◆ **SOURCE EXTRACT**
_ _ _ _ _

Which makes this the place to be for what's going to happen next.

Because — that's right — we got both of those right.

Rizzo back to the Yankees. And, as of Monday's three-year deal for Abreu, the former White Sox MVP going to the World Series-champion Astros.

That's 2-for-2, baby, for the NBC Sports Chicago 2022-23 free agency predictions that we published more than two weeks ago!

Which makes this basically the greatest MLB free agency predictions in the world.

So what's going to happen with the Cubs?

Read on.

If you weren’t sure how serious the Cubs were about landing one of the four big-name shortstops in free agency this year, you have’t been listening to team president Jed Hoyer talk about competing next year and his conversations with ownership about “having the financial flexibility to do that.”

Or been listening to Hoyer talk specifically about that position while alluding to their deficit of infield depth as MLB next year bans the extreme infield shifts that can often hide lack of fielding skill or range.

“The best defenders usually play shortstop; the best athletes often play shortstop,” Hoyer said during last week’s General Managers Meetings in Las Vegas. “Those are guys you can move around.

“Nico [Hoerner] was one of the top defensive shortstops in the league last year, and we’re totally comfortable with him playing there, but he also has the ability to play second base and probably many other positions as well. It’s a position where you can have multiple guys who can do it.”

And the best teams have had that — including one particular all-time Cubs team.

“One of our real strengths when you go back to ’15, ’16 and ’17 was we had Addy [Russell] and we had Javy [Báez]. We had two elite defensive shortstops,” Hoyer said. “We could move those guys around. When one guy got hurt we weren’t running out a utility guy who shouldn’t be playing at shortstop.

“And I do think we saw early this year when Nico was hurt just how destabilizing bad defense can be at shortstop.”

_ _ _ _ _

◆ **SOURCE DATA**
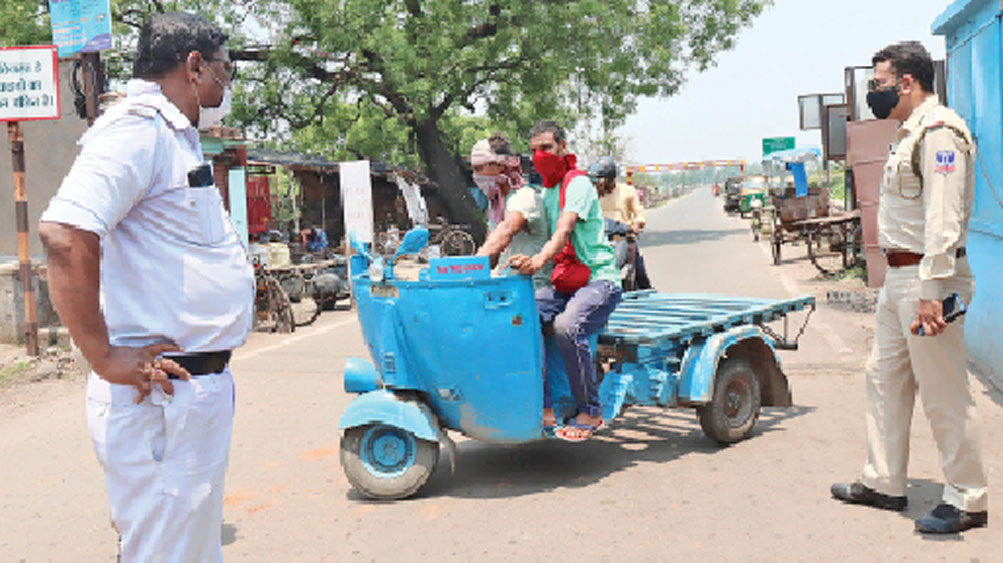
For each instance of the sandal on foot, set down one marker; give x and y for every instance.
(576, 433)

_ _ _ _ _

◆ **WRITTEN EXERCISE**
For each statement, say yes or no as to whether it agrees with the article on the Cubs and free agency, and quote the words of the article that decide it. 1. Abreu's deal with the Astros runs three years. 2. Hoyer indicated the Cubs were uneasy about Nico Hoerner playing shortstop. 3. The NBC Sports Chicago free agency predictions came out less than a week earlier. The listing plays no part in this work.

◆ **EXERCISE RESPONSE**
1. Yes: "as of Monday's three-year deal for Abreu, the former White Sox MVP going to the World Series-champion Astros"
2. No: "we’re totally comfortable with him playing there"
3. No: "that we published more than two weeks ago"